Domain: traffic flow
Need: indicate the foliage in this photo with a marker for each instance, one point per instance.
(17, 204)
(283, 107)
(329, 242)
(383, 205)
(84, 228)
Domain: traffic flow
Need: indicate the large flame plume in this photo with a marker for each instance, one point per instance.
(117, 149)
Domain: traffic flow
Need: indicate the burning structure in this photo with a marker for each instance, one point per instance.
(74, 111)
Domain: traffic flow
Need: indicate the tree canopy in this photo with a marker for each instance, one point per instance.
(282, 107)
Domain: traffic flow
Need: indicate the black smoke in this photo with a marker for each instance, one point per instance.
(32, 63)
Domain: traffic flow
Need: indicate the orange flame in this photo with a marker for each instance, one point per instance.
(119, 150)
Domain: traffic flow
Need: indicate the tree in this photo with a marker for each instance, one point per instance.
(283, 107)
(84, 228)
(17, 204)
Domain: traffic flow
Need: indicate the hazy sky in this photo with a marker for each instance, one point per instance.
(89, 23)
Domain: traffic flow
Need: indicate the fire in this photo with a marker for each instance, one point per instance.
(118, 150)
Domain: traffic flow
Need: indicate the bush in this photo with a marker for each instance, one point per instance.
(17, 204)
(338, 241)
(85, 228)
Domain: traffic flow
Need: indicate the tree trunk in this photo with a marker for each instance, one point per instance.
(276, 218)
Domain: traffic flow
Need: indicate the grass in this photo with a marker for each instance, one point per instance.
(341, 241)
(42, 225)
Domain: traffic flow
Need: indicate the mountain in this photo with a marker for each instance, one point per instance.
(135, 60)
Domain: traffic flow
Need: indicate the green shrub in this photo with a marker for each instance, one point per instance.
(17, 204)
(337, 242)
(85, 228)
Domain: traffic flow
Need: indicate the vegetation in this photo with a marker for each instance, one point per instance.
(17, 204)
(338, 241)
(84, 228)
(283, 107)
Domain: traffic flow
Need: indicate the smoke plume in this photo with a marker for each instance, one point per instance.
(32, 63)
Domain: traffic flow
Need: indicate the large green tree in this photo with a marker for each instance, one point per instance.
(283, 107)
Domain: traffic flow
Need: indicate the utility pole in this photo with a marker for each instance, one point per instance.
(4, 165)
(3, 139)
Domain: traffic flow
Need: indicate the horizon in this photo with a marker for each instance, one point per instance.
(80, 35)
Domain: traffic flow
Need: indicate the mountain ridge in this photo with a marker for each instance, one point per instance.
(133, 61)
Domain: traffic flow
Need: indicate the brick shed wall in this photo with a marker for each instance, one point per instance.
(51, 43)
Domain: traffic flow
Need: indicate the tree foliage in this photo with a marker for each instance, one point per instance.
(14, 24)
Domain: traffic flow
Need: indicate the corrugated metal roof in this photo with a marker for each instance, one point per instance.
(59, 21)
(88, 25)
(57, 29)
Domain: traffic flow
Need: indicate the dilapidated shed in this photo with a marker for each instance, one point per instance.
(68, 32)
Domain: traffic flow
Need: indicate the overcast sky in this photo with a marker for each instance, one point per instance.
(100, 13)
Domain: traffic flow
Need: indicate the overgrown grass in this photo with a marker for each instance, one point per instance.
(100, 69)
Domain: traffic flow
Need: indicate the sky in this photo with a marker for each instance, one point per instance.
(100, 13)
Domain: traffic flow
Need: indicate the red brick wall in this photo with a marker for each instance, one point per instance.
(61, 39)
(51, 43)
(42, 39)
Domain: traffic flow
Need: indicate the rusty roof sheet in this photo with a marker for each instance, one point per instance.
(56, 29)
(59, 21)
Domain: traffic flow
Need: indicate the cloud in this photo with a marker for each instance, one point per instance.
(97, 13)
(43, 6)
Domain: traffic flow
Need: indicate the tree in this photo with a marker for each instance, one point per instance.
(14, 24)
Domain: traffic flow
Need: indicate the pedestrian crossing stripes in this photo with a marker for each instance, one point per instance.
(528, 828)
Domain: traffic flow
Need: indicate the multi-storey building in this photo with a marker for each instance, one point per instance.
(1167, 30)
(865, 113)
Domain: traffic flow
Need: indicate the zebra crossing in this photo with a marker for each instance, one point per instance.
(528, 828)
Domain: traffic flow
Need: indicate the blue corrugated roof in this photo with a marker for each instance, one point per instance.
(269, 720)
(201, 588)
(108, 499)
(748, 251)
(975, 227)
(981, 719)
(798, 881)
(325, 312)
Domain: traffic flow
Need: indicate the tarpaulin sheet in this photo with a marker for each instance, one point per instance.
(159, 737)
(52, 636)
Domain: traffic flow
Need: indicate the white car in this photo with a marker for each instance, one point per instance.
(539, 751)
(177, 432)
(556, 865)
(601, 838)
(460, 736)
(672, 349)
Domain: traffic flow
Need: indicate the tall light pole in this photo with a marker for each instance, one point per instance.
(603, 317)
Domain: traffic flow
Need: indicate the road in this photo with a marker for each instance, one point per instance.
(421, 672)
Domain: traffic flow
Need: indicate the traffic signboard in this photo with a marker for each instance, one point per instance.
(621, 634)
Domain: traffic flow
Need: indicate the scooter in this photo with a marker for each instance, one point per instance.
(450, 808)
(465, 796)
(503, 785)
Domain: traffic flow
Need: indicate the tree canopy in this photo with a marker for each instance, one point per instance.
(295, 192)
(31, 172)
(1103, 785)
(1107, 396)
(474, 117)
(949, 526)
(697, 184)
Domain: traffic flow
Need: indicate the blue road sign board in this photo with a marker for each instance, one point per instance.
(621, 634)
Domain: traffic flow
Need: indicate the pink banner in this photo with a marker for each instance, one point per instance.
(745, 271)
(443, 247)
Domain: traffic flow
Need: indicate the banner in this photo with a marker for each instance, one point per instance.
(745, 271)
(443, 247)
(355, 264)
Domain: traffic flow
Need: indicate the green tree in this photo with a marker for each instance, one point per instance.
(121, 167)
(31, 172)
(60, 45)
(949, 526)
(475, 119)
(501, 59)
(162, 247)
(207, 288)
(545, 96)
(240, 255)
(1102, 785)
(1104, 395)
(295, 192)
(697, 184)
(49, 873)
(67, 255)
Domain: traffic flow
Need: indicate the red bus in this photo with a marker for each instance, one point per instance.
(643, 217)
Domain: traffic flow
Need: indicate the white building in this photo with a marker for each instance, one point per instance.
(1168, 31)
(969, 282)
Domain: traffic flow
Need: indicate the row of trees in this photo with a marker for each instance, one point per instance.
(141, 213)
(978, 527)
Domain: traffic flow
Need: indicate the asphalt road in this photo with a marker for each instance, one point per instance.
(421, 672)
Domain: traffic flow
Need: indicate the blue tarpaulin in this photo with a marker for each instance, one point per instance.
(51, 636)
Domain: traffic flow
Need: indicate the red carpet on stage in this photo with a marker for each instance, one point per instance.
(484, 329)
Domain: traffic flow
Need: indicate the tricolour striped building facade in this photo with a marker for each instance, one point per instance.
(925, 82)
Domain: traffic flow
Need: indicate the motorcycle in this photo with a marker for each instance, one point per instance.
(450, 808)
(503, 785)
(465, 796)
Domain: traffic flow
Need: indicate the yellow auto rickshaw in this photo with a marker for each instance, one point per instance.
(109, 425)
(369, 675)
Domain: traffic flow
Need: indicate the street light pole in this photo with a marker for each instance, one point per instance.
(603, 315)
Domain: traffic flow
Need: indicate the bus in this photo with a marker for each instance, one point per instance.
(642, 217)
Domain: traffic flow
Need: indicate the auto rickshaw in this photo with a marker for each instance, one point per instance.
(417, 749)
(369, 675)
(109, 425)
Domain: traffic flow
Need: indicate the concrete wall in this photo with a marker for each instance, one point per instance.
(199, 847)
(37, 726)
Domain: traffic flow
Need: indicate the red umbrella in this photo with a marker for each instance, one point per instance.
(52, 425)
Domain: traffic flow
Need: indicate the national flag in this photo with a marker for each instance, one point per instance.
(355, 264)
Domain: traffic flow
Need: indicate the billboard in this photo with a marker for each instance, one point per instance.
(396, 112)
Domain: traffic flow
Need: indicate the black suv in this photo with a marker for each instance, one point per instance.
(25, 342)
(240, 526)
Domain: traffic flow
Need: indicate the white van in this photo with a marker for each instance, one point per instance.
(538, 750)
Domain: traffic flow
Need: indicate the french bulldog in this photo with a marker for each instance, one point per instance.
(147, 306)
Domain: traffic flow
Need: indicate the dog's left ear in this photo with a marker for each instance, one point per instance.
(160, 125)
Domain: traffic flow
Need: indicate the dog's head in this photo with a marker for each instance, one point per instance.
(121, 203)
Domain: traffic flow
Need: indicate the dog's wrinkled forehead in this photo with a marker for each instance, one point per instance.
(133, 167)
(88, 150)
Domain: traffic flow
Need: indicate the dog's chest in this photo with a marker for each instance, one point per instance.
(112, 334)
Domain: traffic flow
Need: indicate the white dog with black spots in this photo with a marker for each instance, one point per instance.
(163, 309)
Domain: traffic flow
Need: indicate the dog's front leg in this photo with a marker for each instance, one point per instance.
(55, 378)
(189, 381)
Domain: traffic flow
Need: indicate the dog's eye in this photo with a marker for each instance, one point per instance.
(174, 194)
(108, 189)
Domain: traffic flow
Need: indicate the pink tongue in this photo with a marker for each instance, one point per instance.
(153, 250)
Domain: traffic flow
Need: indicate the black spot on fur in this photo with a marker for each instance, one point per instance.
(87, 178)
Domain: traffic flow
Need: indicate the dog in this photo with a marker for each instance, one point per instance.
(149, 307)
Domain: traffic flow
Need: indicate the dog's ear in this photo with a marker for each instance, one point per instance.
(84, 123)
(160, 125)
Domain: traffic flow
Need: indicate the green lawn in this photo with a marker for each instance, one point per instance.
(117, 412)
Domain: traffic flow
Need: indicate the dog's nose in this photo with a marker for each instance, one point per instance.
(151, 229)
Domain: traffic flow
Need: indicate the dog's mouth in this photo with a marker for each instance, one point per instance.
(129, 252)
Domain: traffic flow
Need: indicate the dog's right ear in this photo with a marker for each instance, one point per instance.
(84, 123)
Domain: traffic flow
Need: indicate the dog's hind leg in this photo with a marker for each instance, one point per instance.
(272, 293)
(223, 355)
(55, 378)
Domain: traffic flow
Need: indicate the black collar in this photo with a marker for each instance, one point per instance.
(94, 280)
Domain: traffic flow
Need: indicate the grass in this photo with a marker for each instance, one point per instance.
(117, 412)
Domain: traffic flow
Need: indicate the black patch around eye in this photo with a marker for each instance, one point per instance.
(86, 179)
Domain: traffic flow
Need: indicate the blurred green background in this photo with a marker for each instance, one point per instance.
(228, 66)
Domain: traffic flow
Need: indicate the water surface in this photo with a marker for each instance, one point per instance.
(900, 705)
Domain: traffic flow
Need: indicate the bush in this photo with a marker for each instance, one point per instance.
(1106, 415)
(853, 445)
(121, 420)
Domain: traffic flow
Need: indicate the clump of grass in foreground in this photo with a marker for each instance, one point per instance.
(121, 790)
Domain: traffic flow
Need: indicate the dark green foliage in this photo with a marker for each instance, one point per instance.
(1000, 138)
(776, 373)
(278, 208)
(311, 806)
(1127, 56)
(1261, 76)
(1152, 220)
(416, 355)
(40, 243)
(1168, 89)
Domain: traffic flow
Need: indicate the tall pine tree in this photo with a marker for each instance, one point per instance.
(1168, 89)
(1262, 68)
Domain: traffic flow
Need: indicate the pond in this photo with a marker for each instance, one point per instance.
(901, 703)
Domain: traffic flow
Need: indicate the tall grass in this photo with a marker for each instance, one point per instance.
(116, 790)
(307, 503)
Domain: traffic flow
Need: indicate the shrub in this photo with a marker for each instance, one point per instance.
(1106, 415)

────────

Directions for this task
Locate each line in the listing above that contains the word "wall" and copy every such line.

Worked answer
Need: indicate the brick shed wall in this photo with a marker for each instance, one point per instance.
Need: indicate the red brick wall in this photo with a marker for each instance, one point per instance.
Need: indicate the concrete wall in this photo with a marker for each instance, one point per instance.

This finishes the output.